AUFGABENSTELLUNG:
• 1. Gib aus dem Text zum Lernen hinter Gittern die Passage zwischen „Viele Ideen knüpfen“ und „gute Idee wäre.“ einschließlich wortgetreu zurück.
• 2. Nenne in der Reihenfolge des Textes zum Lernen hinter Gittern das erste Wort jedes Satzes.

ZU LESENDER TEXT:

Viele Ideen knüpfen an das Konzept des Lebendigen Lernens an: Wir versuchen kaum, frontal Inhalt zu vermitteln, so wie wir es alle aus dem Bildungshaus Schule kennen. Wir gehen den Stoff peu à peu durch, und wir versuchen, so viel Aktivität wie möglich reinzubringen, aber da kommen wir "hinter Gittern" an Grenzen. Nicht alles, was draußen in der Seminar- oder Bildungsarbeit möglich ist, ist hier auch möglich. Es ist immer gut zu gucken, was überfordert vielleicht auch letztendlich das System oder die Gruppe, und wo müssen wir Sachen verändern oder können Dinge auch einfach nicht machen, obwohl das gerade eine gute Idee wäre.

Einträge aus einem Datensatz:
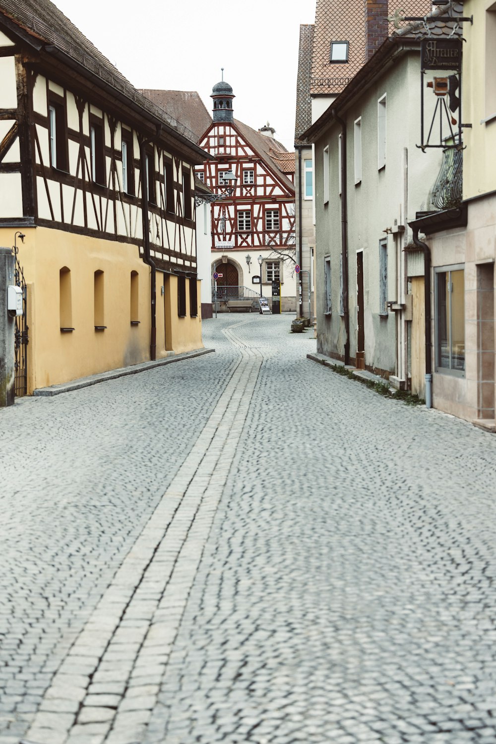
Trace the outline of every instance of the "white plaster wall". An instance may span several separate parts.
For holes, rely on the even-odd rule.
[[[47,115],[47,81],[42,75],[38,75],[34,83],[33,108],[42,116]]]
[[[17,108],[16,64],[13,57],[0,57],[0,109]]]

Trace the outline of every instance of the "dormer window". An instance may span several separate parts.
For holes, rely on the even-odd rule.
[[[331,42],[330,61],[344,62],[348,61],[348,42]]]

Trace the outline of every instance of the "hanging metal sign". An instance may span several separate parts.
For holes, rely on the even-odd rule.
[[[423,39],[421,45],[422,70],[462,69],[462,42],[458,39]]]

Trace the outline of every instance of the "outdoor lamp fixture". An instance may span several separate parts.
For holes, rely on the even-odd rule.
[[[222,176],[222,181],[229,181],[231,182],[231,185],[228,186],[226,191],[228,192],[230,196],[232,196],[232,195],[234,193],[234,191],[236,190],[236,185],[238,182],[237,178],[232,172],[232,170],[228,170],[227,173],[224,173],[224,176]],[[234,183],[232,183],[233,181],[234,182]]]

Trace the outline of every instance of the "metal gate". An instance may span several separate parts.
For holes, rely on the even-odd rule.
[[[19,263],[17,254],[19,248],[12,248],[16,258],[16,284],[22,289],[22,315],[16,318],[15,347],[16,347],[16,385],[15,395],[20,397],[28,394],[28,336],[26,318],[26,282],[24,278],[22,267]]]

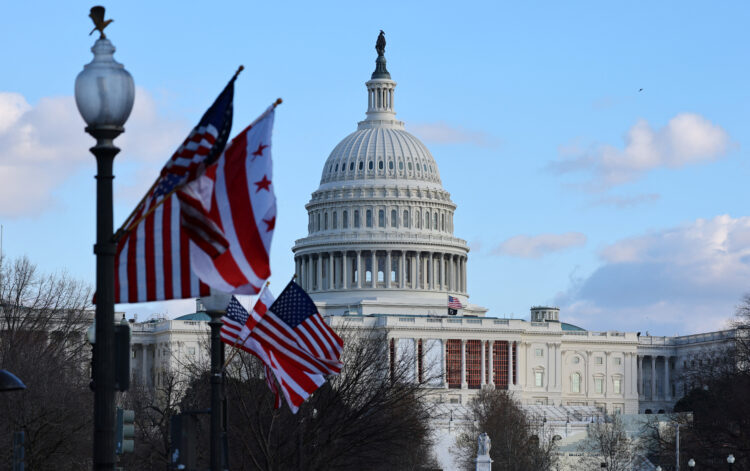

ERWARTETE AUSGABEN:
• 1.
Viele Ideen knüpfen an das Konzept des Lebendigen Lernens an: Wir versuchen kaum, frontal Inhalt zu vermitteln, so wie wir es alle aus dem Bildungshaus Schule kennen. Wir gehen den Stoff peu à peu durch, und wir versuchen, so viel Aktivität wie möglich reinzubringen, aber da kommen wir "hinter Gittern" an Grenzen. Nicht alles, was draußen in der Seminar- oder Bildungsarbeit möglich ist, ist hier auch möglich. Es ist immer gut zu gucken, was überfordert vielleicht auch letztendlich das System oder die Gruppe, und wo müssen wir Sachen verändern oder können Dinge auch einfach nicht machen, obwohl das gerade eine gute Idee wäre.

• 2. Viele, Wir, Nicht, Es